■ **Goal of the exercise**
Every entry has to be restated word for word.

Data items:
•••••
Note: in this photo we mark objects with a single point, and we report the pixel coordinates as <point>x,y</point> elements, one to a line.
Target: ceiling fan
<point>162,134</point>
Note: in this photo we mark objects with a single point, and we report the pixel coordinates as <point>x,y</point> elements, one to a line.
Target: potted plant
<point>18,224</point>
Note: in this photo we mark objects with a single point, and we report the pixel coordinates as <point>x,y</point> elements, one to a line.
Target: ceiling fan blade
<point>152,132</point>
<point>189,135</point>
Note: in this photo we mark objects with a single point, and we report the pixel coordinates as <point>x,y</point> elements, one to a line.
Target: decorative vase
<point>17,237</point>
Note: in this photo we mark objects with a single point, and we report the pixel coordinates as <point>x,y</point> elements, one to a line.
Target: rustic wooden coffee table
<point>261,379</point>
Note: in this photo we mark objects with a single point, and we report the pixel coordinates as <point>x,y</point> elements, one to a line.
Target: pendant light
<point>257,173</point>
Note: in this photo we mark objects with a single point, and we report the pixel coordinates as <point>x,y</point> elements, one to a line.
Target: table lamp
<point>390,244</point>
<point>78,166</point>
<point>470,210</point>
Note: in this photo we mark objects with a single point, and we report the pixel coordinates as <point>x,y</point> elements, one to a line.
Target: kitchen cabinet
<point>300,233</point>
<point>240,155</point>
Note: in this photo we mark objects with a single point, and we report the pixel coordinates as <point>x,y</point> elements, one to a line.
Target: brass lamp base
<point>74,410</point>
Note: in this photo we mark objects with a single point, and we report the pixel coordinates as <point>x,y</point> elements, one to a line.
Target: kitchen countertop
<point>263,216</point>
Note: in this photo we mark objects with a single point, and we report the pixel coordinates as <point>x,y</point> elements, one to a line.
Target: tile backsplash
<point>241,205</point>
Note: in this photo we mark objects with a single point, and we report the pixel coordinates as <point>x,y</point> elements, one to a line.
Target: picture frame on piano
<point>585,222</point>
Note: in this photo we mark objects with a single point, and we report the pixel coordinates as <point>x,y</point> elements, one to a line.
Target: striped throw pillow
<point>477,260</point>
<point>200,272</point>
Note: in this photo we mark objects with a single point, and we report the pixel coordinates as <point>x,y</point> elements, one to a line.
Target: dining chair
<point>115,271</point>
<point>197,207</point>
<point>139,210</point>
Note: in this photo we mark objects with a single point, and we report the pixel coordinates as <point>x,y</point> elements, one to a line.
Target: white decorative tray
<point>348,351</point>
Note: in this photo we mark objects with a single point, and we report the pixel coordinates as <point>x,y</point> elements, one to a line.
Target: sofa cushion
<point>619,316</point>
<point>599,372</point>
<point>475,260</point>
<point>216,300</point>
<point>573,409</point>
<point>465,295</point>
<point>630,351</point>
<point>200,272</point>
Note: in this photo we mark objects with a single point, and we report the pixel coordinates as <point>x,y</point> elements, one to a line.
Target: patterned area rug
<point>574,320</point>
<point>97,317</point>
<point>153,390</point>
•••••
■ **Task output**
Note: in this photo we mark objects with a single point, and we report the pixel coordinates as <point>x,y</point> elements, one to a line.
Target: ceiling fan
<point>162,134</point>
Note: in this photo we mark objects with a single point, and we report the pixel coordinates as <point>x,y</point> elements, one to a line.
Target: potted plant
<point>18,224</point>
Note: in this photo we mark objects with a single point, and we report the pixel coordinates as <point>x,y</point> elements, one to a line.
Target: ceiling fan blade
<point>152,132</point>
<point>189,135</point>
Note: in this photo we mark objects with a single point, and we report the pixel coordinates as <point>x,y</point> elements, one to a line.
Target: decorative vase
<point>17,237</point>
Note: in this photo we mark objects with a single point, and we report the pixel coordinates as <point>x,y</point> elements, one to a line.
Target: rustic wooden coffee table
<point>261,379</point>
Note: in this photo we mark objects with a single point, and we report the pixel coordinates as <point>x,y</point> elements, one to a line.
Target: pendant light
<point>257,173</point>
Note: in this photo we mark objects with a single point, and we report the pixel coordinates as <point>x,y</point> elements, one to a line.
Target: table lamp
<point>390,244</point>
<point>78,166</point>
<point>470,210</point>
Note: in this photo we mark objects with a single point, and we report the pixel coordinates as <point>x,y</point> elements, one to a line.
Target: kitchen cabinet
<point>300,233</point>
<point>240,155</point>
Note: in this photo we mark objects with a single point, and we report the pixel coordinates as <point>x,y</point> elements, one to a line.
Target: brass lamp base
<point>74,410</point>
Note: in this photo we mark objects with a single point, and we report the pixel coordinates as <point>x,y</point> elements, one to a line.
Target: kitchen countertop
<point>263,216</point>
Note: in this photo we mark objects with a single point, and we report the pixel coordinates as <point>x,y</point> elements, one to a line.
Target: tile backsplash
<point>241,205</point>
Note: in this photo we mark objects with a single point, and we report the pixel coordinates as <point>x,y</point> elements, one to a line.
Target: picture frame on piano
<point>585,222</point>
Note: in this photo we mark objects with a single point, and we report the pixel coordinates as <point>x,y</point> elements, one to a line.
Target: striped throw pillow
<point>477,260</point>
<point>200,272</point>
Note: in this photo we mark objects with a single point, and we report the pixel coordinates as <point>x,y</point> elements, one to a line.
Target: dining chair
<point>115,271</point>
<point>197,207</point>
<point>139,210</point>
Note: in this photo we mark objects with a single point, and we report the pixel coordinates as <point>x,y</point> elements, one to a line.
Target: white decorative tray
<point>348,351</point>
Note: in this photo we mark objects with a single point, and we report the pixel coordinates as <point>x,y</point> elements, one to a line.
Target: sofa cushion
<point>619,316</point>
<point>599,372</point>
<point>475,260</point>
<point>216,300</point>
<point>573,409</point>
<point>465,295</point>
<point>630,351</point>
<point>200,272</point>
Note: in this photo we mark objects with a single point, and we report the pixel coordinates as <point>x,y</point> elements, one to a line.
Target: patterned area rug
<point>574,320</point>
<point>97,317</point>
<point>153,390</point>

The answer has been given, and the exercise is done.